In the first decade of the 21st century, some groups reached mainstream popularity. There are Christian metal bands that perform virtually every subgenre of metal. The Christian metal movement has spread worldwide since it emerged in the early 1980s, and there are now hundreds of active Christian metal bands. Inspired by the metal revival, many 1980s bands have made comebacks including Saint, Bloodgood and Stryper. In October 2004, Doug Van Pelt brought Heaven's Metal back as its own fanzine. The Internet has had a significant role on the revival of Christian metal as well. Many websites and online communities are dedicated to discussions about Christian metal's music, events, and bands.

______________________________

> _Tasks to complete_:
A) Answer each briefly from the passage on Christian metal:
(i) When did the Christian metal movement emerge?
(ii) Which 1980s bands does it name as having made comebacks?
(iii) In what month and year did Doug Van Pelt bring Heaven's Metal back as its own fanzine?
B) According to the passage on Christian metal, what led many 1980s bands to make comebacks? Answer in one to three sentences.
C) Proceed with the passage on Christian metal, writing on from its final sentence.
The lines are not needed for any of this.

> _Given information_:
______________________________

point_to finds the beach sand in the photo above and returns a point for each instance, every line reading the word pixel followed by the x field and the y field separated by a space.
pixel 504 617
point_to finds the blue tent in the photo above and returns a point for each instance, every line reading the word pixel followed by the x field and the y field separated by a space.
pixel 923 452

______________________________

> _Answer set_:
A)
(i) In the early 1980s.
(ii) Saint, Bloodgood and Stryper.
(iii) October 2004.

B) The passage says those bands were inspired by the metal revival. Saint, Bloodgood and Stryper are among the bands it names.

C)
For the first time since Stryper's success in the 1980s, certain Christian metal artists found mainstream acceptance selling millions of albums to both Christian and non-Christian fans, including Underoath and P.O.D. The latter became the most successful Christian metal band when their 2001 album Satellite went multi-platinum, while the former's 2006 album, Define the Great Line, ranked No. 2 on the Billboard 200. Stryper would re-form in 2003 and eclipse over 10 million in total album sales. They had adopted more of a power metal sound than the "hair metal" style they were known for. Skillet, who is also often labeled as a metal band reached mainstream success while being open about their Christian faith. Their efforts have resulted in over 12 million units sold including two platinum albums. From their 2× platinum album Awake, the song "Monster" alone would sell over 3 million copies. From the same album, the song "Hero" would also reach multi-platinum status.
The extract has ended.